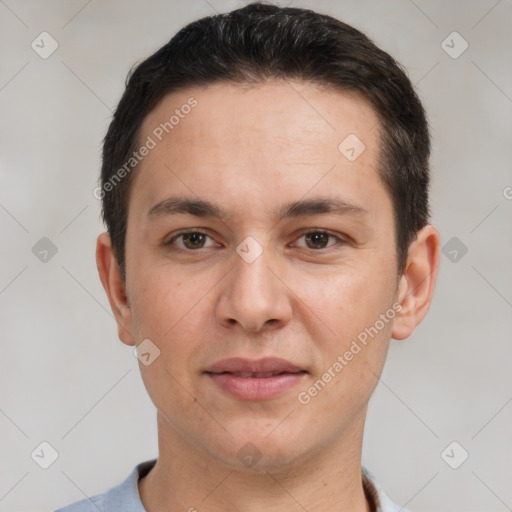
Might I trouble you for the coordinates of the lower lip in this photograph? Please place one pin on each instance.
(256, 388)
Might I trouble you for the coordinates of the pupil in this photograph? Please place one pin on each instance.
(194, 238)
(318, 238)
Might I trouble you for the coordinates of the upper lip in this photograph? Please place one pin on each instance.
(265, 365)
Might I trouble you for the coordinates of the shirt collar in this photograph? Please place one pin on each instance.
(126, 498)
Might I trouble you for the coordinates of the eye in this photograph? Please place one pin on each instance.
(316, 240)
(192, 240)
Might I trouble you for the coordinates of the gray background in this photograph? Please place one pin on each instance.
(68, 380)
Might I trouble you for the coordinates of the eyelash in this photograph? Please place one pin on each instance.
(301, 234)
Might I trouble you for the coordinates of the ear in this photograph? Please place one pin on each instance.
(115, 288)
(417, 283)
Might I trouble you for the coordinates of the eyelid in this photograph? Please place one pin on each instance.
(298, 235)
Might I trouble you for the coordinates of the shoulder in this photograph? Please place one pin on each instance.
(86, 505)
(121, 498)
(374, 491)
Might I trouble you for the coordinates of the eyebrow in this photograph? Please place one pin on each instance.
(302, 208)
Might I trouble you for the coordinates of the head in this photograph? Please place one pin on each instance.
(276, 132)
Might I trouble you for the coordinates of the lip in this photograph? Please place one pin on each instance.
(232, 377)
(264, 365)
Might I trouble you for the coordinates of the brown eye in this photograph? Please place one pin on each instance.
(191, 240)
(317, 240)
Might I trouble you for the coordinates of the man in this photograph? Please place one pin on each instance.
(265, 189)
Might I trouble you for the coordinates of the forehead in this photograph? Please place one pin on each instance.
(259, 142)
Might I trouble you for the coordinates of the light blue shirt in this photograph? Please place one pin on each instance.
(125, 496)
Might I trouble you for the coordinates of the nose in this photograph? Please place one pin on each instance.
(255, 296)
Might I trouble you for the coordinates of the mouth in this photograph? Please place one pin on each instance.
(255, 380)
(256, 375)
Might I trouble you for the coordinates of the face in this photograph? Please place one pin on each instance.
(293, 257)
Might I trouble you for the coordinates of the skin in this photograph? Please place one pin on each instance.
(251, 150)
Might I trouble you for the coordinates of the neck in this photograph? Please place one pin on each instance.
(184, 478)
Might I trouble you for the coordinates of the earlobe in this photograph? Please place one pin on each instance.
(114, 286)
(417, 284)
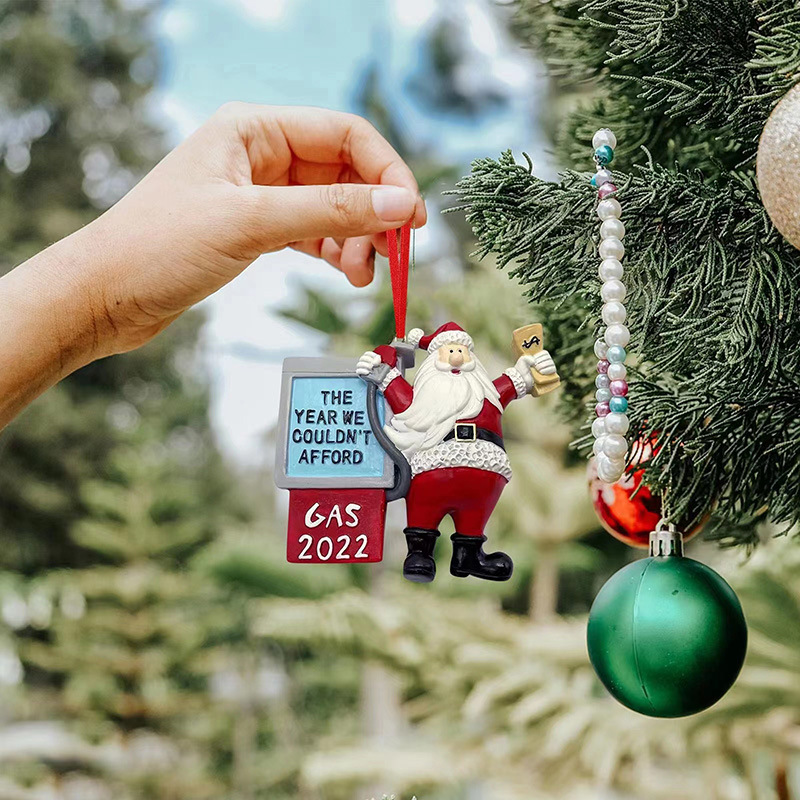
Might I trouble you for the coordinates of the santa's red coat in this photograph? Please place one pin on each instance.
(466, 492)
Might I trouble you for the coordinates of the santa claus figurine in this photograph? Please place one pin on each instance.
(449, 428)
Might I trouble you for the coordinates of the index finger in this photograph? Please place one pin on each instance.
(323, 136)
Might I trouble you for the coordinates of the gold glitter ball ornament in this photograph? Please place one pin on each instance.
(778, 166)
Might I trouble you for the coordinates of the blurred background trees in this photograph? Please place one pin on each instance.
(154, 643)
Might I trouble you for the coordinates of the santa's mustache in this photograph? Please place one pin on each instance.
(446, 366)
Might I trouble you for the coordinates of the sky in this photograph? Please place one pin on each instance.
(313, 52)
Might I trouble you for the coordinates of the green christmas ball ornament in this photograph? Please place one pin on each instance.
(666, 635)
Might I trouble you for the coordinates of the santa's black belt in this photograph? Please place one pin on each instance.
(470, 432)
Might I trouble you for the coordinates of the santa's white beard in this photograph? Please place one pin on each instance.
(440, 398)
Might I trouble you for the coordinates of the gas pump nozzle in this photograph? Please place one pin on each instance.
(406, 354)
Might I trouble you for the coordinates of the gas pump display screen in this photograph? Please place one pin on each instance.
(326, 438)
(329, 432)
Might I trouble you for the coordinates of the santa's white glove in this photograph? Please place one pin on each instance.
(367, 363)
(542, 362)
(371, 368)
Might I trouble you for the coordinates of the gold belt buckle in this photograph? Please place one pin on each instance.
(466, 432)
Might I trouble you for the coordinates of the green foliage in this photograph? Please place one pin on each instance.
(474, 678)
(712, 286)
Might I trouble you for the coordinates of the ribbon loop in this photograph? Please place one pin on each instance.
(398, 271)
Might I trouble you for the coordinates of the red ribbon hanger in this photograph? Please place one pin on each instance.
(398, 270)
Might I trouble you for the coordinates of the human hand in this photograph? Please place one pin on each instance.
(252, 180)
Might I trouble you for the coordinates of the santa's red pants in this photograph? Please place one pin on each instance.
(467, 494)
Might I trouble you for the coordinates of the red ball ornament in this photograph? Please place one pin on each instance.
(628, 510)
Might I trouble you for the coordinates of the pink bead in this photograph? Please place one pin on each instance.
(601, 409)
(619, 388)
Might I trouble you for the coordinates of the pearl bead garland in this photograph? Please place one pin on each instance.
(611, 424)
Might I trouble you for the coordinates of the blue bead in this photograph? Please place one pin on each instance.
(618, 404)
(605, 155)
(616, 354)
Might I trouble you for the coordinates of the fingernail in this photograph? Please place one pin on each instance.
(393, 203)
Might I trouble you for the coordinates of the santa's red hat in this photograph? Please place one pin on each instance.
(444, 334)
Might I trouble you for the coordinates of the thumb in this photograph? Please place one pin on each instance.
(283, 214)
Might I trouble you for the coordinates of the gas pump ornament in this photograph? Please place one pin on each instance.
(448, 426)
(352, 438)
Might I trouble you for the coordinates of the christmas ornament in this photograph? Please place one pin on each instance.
(353, 440)
(611, 424)
(666, 635)
(448, 425)
(627, 509)
(778, 164)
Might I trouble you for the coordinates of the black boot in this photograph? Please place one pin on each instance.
(419, 565)
(469, 559)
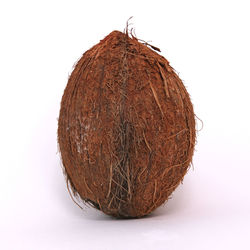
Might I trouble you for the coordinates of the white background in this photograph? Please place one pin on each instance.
(207, 42)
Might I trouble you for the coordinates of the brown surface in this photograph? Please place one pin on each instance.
(126, 128)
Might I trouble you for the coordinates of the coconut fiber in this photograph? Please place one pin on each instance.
(126, 129)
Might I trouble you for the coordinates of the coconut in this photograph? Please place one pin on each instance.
(126, 129)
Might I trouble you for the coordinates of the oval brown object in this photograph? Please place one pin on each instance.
(126, 129)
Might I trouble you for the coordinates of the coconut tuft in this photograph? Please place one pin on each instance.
(126, 129)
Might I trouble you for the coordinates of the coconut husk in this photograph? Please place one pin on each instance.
(126, 129)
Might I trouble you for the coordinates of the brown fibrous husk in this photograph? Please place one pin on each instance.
(126, 128)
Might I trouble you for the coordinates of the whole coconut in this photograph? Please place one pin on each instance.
(126, 129)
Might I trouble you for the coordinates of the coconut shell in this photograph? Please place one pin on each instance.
(126, 129)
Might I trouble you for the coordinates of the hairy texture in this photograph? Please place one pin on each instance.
(126, 129)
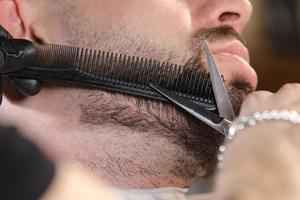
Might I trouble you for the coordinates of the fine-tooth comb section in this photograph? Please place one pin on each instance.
(117, 72)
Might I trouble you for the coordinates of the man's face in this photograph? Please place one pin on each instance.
(166, 30)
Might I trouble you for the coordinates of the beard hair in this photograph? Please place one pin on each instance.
(150, 118)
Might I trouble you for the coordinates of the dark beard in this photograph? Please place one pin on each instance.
(155, 119)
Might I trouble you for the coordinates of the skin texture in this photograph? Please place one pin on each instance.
(129, 142)
(271, 169)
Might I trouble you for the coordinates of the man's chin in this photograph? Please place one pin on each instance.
(232, 66)
(238, 89)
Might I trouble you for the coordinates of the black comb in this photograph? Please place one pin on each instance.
(117, 72)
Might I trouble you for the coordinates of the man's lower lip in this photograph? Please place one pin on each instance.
(237, 66)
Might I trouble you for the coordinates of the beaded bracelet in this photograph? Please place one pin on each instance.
(252, 120)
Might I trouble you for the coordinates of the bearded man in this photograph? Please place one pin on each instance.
(129, 142)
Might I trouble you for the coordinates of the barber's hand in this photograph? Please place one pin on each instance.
(28, 87)
(263, 161)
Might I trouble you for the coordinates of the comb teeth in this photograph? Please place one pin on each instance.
(119, 72)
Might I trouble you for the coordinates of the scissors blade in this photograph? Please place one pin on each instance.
(222, 98)
(211, 119)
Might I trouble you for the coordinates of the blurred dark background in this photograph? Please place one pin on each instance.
(273, 37)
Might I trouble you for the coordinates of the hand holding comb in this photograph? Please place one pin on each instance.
(186, 86)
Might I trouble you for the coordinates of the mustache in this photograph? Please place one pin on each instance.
(197, 39)
(214, 34)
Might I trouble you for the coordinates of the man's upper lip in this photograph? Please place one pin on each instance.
(234, 48)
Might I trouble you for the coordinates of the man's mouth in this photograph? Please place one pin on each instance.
(233, 60)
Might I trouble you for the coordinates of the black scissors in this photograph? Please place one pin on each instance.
(219, 122)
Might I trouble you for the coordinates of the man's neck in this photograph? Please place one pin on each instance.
(123, 158)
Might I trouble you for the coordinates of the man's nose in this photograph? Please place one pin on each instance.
(215, 13)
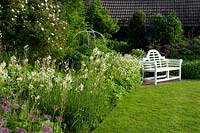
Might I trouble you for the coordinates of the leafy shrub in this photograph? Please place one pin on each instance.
(136, 30)
(118, 46)
(165, 30)
(99, 18)
(82, 97)
(191, 70)
(37, 24)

Directive
With the pictures left out, please output each line from the one containing "Might I trouble you for the coordinates of the man's mouth" through the end of the entries, exactly as it is.

Answer for this exercise
Might I trouble you for the coordinates of the man's mouth in this photograph? Please place one pin on each instance.
(233, 60)
Might I trouble you for the coordinates of the black scissors in this photograph? Please place one pin on each instance.
(219, 122)
Might I trouble you for the coordinates of the man's neck in this photograph? Please place one pin on each instance.
(123, 158)
Might I trouble you for the coordinates of the man's nose in this photograph? Please place one pin on each instance.
(215, 13)
Might I trouble you for the coordinates of the leafy shrub in this photograph? Please place one pin on each instance.
(136, 30)
(118, 46)
(165, 30)
(99, 18)
(82, 97)
(191, 70)
(37, 24)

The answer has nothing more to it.